* EXERCISE GOAL
From the listing below, copy out every line where the word "glass" appears.

* DATA PROVIDED
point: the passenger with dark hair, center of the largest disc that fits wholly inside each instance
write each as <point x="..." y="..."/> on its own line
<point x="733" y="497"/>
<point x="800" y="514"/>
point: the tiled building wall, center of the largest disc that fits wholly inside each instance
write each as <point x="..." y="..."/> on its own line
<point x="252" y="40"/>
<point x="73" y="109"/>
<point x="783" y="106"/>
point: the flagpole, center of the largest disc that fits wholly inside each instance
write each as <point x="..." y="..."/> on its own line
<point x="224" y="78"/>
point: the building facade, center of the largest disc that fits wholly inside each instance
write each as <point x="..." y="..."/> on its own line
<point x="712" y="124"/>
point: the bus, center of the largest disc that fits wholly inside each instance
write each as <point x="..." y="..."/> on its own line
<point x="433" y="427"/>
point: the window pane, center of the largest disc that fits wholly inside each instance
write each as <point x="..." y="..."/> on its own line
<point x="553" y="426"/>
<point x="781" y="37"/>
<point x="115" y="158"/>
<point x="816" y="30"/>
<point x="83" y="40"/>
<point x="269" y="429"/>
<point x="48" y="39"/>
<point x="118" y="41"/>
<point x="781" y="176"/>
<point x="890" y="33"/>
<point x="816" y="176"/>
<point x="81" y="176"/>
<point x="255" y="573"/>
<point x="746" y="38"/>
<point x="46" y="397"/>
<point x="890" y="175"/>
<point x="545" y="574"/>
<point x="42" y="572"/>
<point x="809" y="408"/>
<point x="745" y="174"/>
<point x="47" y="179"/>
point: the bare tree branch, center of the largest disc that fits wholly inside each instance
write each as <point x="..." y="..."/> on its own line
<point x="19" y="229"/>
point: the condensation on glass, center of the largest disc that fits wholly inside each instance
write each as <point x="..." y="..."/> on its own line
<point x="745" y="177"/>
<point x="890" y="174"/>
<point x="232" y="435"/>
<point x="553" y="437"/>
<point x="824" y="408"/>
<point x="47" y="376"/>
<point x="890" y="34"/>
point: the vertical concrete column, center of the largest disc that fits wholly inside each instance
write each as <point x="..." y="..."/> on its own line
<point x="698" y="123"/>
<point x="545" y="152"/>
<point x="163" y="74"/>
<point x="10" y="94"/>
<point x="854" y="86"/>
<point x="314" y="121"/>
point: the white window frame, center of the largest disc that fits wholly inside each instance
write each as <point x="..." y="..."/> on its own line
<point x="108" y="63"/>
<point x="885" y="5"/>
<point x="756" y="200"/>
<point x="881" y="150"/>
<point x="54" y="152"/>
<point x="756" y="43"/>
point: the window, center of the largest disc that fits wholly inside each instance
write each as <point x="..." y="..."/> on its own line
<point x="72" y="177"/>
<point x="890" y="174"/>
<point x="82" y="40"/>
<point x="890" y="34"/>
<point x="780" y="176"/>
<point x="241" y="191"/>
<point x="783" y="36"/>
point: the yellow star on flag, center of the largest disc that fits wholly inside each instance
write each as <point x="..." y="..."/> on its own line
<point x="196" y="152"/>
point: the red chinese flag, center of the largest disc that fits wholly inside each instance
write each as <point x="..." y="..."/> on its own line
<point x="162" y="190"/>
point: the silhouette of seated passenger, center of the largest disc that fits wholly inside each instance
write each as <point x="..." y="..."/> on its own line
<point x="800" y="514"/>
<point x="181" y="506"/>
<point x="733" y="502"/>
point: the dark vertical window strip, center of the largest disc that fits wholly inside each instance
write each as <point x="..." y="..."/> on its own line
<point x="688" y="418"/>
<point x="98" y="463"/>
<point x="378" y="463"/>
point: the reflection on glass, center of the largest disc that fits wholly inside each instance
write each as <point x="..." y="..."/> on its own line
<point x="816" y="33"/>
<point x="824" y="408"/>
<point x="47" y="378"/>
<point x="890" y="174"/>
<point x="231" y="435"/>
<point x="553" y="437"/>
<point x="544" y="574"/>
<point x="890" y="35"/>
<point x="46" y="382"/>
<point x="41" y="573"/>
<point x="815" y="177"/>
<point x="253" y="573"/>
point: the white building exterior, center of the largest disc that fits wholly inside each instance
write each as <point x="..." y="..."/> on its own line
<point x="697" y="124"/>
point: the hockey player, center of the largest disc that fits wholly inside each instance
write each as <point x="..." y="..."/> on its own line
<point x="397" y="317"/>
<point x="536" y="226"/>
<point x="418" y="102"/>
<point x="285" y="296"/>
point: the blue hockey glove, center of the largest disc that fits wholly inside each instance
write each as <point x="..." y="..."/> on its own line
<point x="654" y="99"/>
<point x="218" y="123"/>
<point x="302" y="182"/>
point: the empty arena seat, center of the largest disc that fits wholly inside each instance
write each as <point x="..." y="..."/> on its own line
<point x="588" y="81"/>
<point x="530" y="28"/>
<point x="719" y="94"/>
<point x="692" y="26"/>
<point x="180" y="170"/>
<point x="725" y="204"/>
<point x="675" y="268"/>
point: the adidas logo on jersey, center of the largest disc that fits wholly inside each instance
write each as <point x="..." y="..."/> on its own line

* ANSWER TO THIS EXERCISE
point: the condensation on glass, center of the largest disc that fits wholly inside each instance
point: the reflection on glass, center of the largest disc that fits wholly inside each instance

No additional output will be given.